# Aim of the exercise
Using the listing below, print the line that contains "Please identify the lake in" and each line after it, exactly as shown, through the final one.
[Material for this task Boundary: Start]
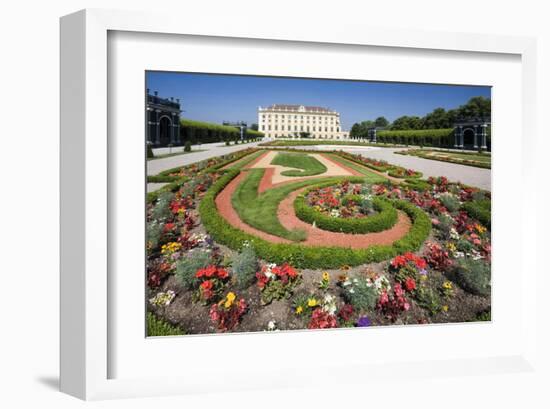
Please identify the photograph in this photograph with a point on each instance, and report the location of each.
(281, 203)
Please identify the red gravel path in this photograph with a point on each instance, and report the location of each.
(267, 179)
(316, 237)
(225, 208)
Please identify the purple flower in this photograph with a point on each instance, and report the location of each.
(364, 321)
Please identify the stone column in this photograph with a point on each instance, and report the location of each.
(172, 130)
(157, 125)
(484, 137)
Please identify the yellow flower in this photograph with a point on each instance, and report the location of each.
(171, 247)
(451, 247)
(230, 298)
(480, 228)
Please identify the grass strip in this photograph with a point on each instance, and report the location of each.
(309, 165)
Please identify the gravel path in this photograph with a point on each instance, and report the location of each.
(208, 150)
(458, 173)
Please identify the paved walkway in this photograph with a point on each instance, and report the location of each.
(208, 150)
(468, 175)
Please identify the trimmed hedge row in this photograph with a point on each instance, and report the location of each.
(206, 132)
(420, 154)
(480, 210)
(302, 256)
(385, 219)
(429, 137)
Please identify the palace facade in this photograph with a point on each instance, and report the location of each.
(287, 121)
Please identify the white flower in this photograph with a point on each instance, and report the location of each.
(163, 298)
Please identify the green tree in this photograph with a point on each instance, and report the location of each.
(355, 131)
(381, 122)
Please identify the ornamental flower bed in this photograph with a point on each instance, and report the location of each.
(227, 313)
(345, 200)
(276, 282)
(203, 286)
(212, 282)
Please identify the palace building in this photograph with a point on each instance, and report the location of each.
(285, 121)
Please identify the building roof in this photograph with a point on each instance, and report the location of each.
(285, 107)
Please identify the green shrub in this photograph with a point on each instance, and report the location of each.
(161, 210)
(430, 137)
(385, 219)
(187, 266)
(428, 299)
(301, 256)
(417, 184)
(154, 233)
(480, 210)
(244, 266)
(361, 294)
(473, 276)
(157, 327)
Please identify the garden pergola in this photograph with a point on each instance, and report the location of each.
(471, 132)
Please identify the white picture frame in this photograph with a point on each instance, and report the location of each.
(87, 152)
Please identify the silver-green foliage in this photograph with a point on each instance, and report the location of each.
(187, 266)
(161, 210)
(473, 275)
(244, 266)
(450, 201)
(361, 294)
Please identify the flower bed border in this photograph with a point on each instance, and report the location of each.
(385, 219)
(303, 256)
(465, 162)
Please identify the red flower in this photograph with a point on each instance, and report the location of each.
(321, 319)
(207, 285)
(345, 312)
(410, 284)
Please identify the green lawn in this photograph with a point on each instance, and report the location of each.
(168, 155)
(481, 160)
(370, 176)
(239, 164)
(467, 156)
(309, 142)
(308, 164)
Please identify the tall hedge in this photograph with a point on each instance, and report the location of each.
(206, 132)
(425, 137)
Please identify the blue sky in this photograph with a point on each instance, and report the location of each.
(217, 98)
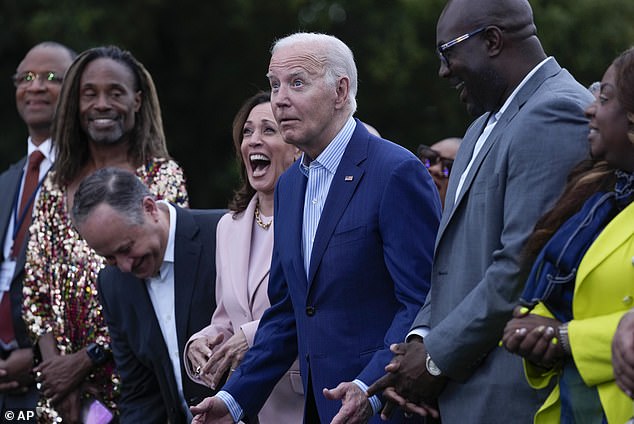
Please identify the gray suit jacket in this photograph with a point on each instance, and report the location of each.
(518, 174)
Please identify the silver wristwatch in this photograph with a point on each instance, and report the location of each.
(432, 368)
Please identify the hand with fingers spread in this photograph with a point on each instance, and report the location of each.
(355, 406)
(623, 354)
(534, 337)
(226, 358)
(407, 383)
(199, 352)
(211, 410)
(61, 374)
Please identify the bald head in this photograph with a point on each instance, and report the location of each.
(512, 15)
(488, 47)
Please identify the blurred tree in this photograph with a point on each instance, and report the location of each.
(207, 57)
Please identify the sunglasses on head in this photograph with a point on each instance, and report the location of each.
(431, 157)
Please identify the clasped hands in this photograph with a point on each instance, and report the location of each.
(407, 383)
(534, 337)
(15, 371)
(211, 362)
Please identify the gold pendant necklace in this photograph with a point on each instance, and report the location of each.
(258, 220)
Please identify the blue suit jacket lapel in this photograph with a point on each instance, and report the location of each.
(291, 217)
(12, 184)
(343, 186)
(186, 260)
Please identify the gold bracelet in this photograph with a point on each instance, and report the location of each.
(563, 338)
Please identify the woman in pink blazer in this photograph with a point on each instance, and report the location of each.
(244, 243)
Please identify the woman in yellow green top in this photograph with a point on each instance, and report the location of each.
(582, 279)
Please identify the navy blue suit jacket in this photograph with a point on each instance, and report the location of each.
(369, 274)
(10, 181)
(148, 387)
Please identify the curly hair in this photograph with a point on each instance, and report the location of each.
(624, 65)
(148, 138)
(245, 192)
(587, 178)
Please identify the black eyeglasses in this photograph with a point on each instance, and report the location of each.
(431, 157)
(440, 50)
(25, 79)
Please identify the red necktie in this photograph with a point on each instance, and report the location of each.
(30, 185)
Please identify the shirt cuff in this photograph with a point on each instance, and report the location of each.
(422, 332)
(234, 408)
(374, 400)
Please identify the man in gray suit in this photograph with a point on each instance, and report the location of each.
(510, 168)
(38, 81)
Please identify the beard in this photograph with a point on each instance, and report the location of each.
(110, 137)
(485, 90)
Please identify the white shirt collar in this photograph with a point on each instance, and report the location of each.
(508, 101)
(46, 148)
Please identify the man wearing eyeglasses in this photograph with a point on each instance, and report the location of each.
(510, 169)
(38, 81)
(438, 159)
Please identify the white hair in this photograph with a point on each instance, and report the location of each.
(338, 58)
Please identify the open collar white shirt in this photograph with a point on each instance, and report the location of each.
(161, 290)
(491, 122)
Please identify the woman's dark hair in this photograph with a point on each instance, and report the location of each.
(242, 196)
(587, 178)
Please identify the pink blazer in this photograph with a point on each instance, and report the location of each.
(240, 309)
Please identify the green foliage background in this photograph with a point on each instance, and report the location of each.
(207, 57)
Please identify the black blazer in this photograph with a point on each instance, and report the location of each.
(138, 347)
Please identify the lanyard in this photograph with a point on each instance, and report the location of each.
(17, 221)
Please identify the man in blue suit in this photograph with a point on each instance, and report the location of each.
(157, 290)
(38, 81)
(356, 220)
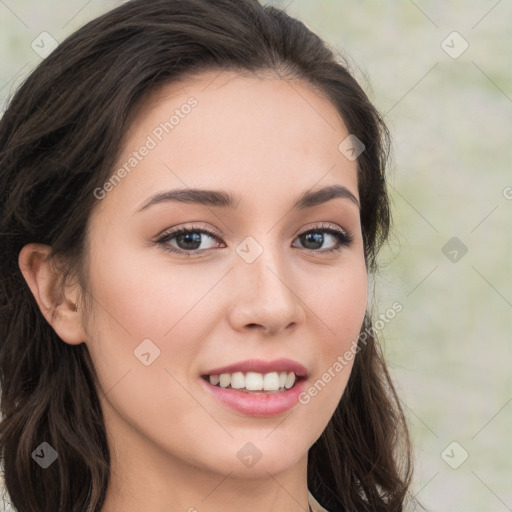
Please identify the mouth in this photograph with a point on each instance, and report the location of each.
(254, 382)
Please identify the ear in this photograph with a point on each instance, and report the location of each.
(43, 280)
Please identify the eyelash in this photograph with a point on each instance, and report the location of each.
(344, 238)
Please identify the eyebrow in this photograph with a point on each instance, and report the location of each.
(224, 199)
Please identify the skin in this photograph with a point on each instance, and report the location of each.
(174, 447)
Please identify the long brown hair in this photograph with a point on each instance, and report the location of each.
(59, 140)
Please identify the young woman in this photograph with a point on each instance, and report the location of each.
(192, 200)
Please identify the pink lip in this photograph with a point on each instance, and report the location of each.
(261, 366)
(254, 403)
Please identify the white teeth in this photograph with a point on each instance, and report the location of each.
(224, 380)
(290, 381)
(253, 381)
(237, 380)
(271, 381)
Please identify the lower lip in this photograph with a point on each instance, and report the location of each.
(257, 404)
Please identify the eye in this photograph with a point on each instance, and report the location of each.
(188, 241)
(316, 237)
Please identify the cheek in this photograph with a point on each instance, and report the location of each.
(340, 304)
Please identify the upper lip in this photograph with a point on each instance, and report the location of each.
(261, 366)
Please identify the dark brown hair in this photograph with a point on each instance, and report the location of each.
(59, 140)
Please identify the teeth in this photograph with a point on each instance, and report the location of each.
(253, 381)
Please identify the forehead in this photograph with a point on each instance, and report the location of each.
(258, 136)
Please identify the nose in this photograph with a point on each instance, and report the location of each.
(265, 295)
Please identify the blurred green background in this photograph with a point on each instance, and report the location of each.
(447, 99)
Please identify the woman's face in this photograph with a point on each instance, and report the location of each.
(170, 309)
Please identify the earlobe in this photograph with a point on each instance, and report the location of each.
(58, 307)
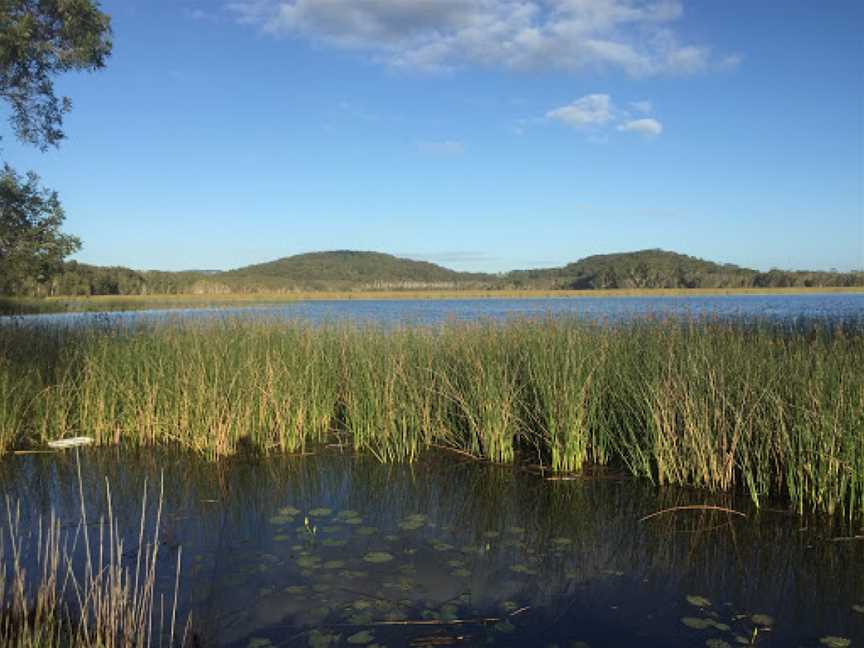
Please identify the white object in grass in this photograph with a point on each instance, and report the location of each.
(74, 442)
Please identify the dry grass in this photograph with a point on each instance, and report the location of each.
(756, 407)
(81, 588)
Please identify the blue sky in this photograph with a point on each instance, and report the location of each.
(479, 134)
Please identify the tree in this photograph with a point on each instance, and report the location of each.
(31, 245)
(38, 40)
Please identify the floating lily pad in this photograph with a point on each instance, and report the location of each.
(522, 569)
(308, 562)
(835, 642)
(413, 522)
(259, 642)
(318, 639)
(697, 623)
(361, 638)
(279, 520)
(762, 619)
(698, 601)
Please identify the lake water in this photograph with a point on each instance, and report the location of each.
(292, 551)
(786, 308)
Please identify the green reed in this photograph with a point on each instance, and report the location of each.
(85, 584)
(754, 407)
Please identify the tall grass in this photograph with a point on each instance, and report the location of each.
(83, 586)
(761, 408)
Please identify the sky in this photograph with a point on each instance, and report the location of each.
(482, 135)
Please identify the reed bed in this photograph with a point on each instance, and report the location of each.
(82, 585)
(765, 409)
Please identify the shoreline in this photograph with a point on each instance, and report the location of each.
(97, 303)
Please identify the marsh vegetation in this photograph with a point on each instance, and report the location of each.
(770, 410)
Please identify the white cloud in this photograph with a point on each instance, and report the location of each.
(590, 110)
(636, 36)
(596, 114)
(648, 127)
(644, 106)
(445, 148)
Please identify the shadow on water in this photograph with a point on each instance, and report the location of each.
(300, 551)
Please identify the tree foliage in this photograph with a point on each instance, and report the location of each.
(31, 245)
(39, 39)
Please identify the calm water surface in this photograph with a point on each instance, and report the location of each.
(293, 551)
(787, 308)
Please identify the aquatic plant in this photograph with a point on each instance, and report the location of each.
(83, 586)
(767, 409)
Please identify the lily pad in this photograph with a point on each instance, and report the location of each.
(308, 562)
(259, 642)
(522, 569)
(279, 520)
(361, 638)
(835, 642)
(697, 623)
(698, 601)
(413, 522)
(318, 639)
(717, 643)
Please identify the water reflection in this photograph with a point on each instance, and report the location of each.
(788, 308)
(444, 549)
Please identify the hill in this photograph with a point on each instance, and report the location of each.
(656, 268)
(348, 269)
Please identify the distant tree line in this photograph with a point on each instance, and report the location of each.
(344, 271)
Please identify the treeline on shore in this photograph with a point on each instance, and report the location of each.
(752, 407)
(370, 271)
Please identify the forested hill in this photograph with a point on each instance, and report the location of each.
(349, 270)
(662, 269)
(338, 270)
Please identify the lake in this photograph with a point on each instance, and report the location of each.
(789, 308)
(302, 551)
[Material for this task Boundary: End]
# Response below
Please identify the lake in this photograph with a point on each instance, and report the location of each.
(789, 308)
(302, 551)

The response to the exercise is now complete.